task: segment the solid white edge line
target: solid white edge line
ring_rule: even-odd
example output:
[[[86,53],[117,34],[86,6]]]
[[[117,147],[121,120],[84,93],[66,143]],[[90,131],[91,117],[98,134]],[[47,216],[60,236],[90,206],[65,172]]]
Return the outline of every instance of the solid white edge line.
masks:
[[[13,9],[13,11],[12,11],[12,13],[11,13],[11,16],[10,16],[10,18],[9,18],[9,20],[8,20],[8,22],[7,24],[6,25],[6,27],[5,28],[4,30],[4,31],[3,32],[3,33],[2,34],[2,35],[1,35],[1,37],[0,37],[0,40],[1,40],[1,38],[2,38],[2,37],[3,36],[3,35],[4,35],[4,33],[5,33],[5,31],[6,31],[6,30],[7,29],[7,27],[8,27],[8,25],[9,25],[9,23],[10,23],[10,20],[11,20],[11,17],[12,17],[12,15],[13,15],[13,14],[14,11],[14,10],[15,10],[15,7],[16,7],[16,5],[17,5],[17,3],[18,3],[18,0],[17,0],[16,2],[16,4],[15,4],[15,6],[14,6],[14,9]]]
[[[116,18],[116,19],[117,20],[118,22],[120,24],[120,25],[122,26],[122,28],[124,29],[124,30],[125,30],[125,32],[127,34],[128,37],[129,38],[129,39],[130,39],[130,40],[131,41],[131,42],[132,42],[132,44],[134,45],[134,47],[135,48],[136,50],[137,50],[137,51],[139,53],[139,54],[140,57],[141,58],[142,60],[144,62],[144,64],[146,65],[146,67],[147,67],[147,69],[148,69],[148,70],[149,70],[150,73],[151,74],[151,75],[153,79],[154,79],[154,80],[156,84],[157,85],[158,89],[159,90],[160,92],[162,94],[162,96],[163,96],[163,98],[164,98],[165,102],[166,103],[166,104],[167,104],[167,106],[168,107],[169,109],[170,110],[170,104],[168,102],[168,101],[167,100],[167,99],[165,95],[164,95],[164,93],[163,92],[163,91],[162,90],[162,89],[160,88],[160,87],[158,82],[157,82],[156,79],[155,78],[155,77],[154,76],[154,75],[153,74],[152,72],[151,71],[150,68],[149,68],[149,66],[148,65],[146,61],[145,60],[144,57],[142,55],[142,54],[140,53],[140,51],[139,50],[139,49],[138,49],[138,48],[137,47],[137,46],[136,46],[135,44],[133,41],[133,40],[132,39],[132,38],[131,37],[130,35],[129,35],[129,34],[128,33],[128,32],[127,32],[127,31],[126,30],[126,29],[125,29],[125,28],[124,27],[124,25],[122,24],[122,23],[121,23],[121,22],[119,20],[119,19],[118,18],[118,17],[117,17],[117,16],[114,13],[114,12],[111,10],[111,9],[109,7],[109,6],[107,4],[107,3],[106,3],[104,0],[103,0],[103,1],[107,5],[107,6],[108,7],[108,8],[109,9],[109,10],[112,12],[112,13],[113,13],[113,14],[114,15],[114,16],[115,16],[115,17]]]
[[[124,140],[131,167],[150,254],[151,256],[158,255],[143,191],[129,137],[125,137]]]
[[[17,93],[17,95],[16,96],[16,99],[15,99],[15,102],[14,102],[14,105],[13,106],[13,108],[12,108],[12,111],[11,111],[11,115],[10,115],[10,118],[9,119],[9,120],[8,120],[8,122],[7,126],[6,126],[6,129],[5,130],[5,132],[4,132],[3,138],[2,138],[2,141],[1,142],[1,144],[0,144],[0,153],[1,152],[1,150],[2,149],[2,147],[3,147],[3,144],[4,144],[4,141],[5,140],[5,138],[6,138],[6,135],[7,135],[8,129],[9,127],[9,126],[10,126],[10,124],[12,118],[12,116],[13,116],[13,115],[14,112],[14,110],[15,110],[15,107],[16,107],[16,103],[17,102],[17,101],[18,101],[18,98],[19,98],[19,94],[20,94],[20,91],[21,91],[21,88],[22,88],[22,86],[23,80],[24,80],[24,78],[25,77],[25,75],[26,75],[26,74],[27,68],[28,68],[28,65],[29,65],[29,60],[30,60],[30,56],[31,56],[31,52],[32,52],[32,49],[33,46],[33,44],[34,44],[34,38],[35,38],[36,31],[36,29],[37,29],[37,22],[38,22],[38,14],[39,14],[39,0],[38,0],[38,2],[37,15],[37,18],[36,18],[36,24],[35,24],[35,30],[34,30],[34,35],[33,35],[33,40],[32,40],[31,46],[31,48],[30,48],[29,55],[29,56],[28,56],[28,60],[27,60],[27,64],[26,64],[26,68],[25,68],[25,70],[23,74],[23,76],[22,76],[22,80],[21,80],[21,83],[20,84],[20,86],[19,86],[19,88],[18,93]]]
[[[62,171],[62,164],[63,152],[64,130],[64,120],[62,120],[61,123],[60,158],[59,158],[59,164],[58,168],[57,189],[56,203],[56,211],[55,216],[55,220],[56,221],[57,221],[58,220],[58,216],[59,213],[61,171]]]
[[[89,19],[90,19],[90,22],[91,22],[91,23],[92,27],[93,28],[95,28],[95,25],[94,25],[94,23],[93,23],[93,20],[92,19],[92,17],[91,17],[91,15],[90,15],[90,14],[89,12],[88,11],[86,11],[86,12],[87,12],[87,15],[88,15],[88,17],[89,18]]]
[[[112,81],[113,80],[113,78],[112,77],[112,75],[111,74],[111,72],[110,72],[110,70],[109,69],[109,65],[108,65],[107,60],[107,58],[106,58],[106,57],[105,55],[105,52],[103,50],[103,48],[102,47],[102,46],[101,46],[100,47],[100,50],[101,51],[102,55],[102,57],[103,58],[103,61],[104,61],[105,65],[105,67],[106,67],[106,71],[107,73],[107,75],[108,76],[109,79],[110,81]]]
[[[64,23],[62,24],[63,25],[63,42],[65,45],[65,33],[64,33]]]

STATED TASK: Reproduce every line of the data verbatim.

RESPONSE FOR THIS EXERCISE:
task: segment the solid white edge line
target: solid white edge line
ring_rule: even-odd
example output:
[[[86,53],[117,34],[86,6]]]
[[[117,147],[121,120],[84,93],[66,143]],[[90,131],[91,117],[98,134]],[[47,216],[60,236],[90,206],[65,172]]]
Return the outline of every instance of the solid white edge line.
masks:
[[[13,9],[13,11],[12,11],[12,13],[11,13],[11,16],[10,16],[10,18],[9,18],[9,20],[8,20],[8,22],[7,24],[6,25],[6,27],[5,28],[4,30],[4,31],[3,32],[3,33],[2,34],[2,35],[1,35],[1,37],[0,37],[0,40],[1,40],[1,38],[2,38],[2,37],[3,36],[3,35],[4,35],[4,33],[5,33],[5,31],[6,31],[6,30],[7,29],[7,27],[8,27],[8,25],[9,25],[9,23],[10,23],[10,20],[11,20],[11,17],[12,17],[12,15],[13,15],[13,14],[14,11],[14,10],[15,10],[15,7],[16,7],[16,5],[17,5],[17,3],[18,3],[18,0],[17,0],[16,2],[16,4],[15,4],[15,6],[14,6],[14,9]]]
[[[116,18],[116,19],[117,20],[118,22],[120,24],[120,25],[122,26],[122,28],[124,29],[124,30],[125,30],[125,32],[127,34],[128,37],[129,38],[129,39],[130,39],[130,40],[131,41],[131,42],[132,42],[132,44],[134,45],[134,47],[135,48],[136,50],[137,50],[137,51],[139,53],[139,54],[140,57],[141,58],[142,60],[144,62],[144,64],[146,65],[146,67],[147,67],[147,69],[148,69],[148,70],[149,70],[150,73],[151,74],[151,75],[153,79],[154,79],[154,80],[156,84],[157,85],[158,89],[159,90],[160,92],[162,94],[162,96],[163,96],[163,98],[164,98],[165,102],[166,103],[166,104],[167,104],[167,106],[168,107],[169,109],[170,110],[170,104],[168,102],[168,101],[167,100],[167,99],[165,95],[164,95],[164,93],[163,92],[163,91],[162,90],[162,89],[160,88],[160,87],[158,82],[157,82],[156,79],[155,78],[155,77],[154,76],[154,75],[153,74],[152,72],[151,71],[150,68],[149,68],[149,66],[148,65],[146,61],[145,60],[144,57],[142,55],[142,54],[140,53],[140,51],[139,50],[139,49],[138,49],[138,48],[137,47],[137,46],[136,46],[135,44],[133,41],[133,40],[132,39],[132,38],[131,37],[130,35],[129,35],[129,34],[128,33],[128,32],[127,32],[127,31],[126,30],[126,29],[125,29],[125,28],[124,27],[124,25],[122,24],[122,23],[121,23],[121,22],[119,20],[119,19],[118,18],[118,17],[117,17],[117,16],[114,13],[114,12],[111,10],[111,9],[109,7],[109,6],[107,4],[107,3],[106,3],[104,0],[103,0],[103,1],[107,5],[107,6],[108,7],[108,8],[109,9],[109,10],[112,12],[112,13],[113,13],[113,14],[114,15],[114,16],[115,16],[115,17]]]
[[[124,140],[131,167],[150,254],[151,256],[158,255],[143,191],[129,137],[125,137]]]
[[[17,93],[17,95],[16,96],[16,99],[15,99],[15,102],[14,102],[14,105],[13,106],[13,108],[12,108],[12,111],[11,111],[11,115],[10,115],[10,118],[9,119],[9,120],[8,120],[8,122],[7,126],[6,126],[6,129],[5,130],[5,132],[4,132],[3,138],[2,138],[2,141],[1,142],[1,144],[0,144],[0,153],[1,152],[1,150],[2,149],[2,147],[3,147],[3,144],[4,144],[4,141],[5,140],[5,138],[6,138],[6,135],[7,135],[8,129],[9,127],[9,126],[10,126],[10,124],[12,118],[12,116],[13,116],[13,115],[14,112],[14,110],[15,110],[15,107],[16,107],[16,103],[17,102],[17,101],[18,101],[18,98],[19,98],[19,94],[20,94],[20,91],[21,91],[21,88],[22,88],[22,86],[23,80],[24,80],[24,78],[25,77],[25,75],[26,75],[26,74],[27,68],[28,68],[28,65],[29,65],[29,60],[30,60],[30,56],[31,56],[31,52],[32,52],[32,49],[33,46],[33,44],[34,44],[34,38],[35,38],[36,31],[36,29],[37,29],[37,22],[38,22],[38,14],[39,14],[39,0],[38,0],[38,2],[37,15],[37,18],[36,18],[36,24],[35,24],[35,30],[34,30],[34,35],[33,35],[33,40],[32,40],[31,46],[31,48],[30,48],[29,55],[29,56],[28,56],[28,60],[27,60],[27,64],[26,64],[26,68],[25,68],[25,70],[23,74],[23,76],[22,76],[22,80],[21,80],[21,83],[20,84],[20,86],[19,86],[19,88],[18,93]]]
[[[62,171],[62,164],[63,152],[64,130],[64,120],[62,120],[61,123],[60,158],[59,158],[59,164],[58,168],[57,189],[56,203],[56,211],[55,216],[55,220],[56,221],[57,221],[58,220],[58,216],[59,213],[61,171]]]
[[[89,19],[90,19],[90,22],[91,22],[91,23],[92,27],[93,28],[95,28],[95,25],[94,25],[94,23],[93,23],[93,20],[92,19],[92,17],[91,17],[91,15],[90,15],[90,14],[89,12],[88,11],[86,11],[86,12],[87,12],[87,15],[88,15],[88,17],[89,18]]]
[[[112,81],[113,80],[113,78],[112,77],[112,75],[111,74],[111,72],[110,72],[110,70],[109,69],[109,65],[108,65],[107,60],[107,58],[106,58],[106,57],[105,55],[105,52],[103,50],[103,48],[102,47],[102,46],[101,46],[100,47],[100,50],[101,51],[102,55],[102,57],[103,58],[103,61],[104,61],[105,65],[105,67],[106,67],[106,71],[107,73],[107,75],[108,76],[109,79],[110,81]]]
[[[64,23],[62,24],[63,25],[63,42],[65,45],[65,33],[64,33]]]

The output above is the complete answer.